Set problem ::
Output the items as a two-column CSV with the headers instruction and points, starting with the line that contains "Practice step: put one dot on the white sandy" and going on through the end of the items. Give one row per item, with its text and its answer each in a single quoted field and line breaks turned into spaces.

══ Provided records ══

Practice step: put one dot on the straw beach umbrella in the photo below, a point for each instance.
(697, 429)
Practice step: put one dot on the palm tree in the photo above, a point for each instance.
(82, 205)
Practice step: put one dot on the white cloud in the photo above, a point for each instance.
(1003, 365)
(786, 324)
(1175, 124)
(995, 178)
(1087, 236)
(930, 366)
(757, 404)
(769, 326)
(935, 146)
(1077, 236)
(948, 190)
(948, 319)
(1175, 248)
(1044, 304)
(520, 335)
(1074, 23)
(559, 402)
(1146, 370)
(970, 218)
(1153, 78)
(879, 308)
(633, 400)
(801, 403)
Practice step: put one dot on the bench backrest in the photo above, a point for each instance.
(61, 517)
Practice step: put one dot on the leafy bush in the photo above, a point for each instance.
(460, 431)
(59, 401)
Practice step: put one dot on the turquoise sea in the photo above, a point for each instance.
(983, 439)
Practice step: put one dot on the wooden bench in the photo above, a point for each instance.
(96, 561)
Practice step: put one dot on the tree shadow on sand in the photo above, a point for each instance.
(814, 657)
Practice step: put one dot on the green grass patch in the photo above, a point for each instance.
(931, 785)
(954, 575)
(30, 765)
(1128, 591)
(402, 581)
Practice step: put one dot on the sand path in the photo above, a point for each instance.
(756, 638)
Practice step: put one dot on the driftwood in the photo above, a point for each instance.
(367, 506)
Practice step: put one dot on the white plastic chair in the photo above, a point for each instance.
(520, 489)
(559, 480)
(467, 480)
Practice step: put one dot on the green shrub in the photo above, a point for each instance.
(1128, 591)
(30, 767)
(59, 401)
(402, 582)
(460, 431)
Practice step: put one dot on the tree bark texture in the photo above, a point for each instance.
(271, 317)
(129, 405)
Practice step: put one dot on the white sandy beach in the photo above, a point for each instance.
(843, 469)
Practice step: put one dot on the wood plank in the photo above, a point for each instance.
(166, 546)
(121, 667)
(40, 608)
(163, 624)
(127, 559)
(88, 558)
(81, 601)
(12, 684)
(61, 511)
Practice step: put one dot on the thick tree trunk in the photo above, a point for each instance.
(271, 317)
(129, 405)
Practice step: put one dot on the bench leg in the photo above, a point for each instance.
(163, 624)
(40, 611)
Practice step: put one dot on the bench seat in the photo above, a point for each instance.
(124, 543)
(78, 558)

═══

Task solution ::
instruction,points
"Practice step: put one dot on the white sandy beach in the photo above, a point for each instance.","(843, 469)"
"Practice step: put one dot on the wood plank in the photo above, a point for each instance.","(166, 546) (121, 667) (40, 608) (163, 624) (127, 559) (88, 558) (81, 601) (12, 684) (61, 511)"
"Practice step: put one dot on the thick tree trunk in the photo above, a point for each instance.","(271, 317) (129, 405)"
"Practice step: put one dot on the bench leg in the photo above, a point for each instance.","(163, 624) (40, 611)"
"Practice step: put one dot on the bench seat in the photo above, a point for each instance.","(124, 543) (78, 558)"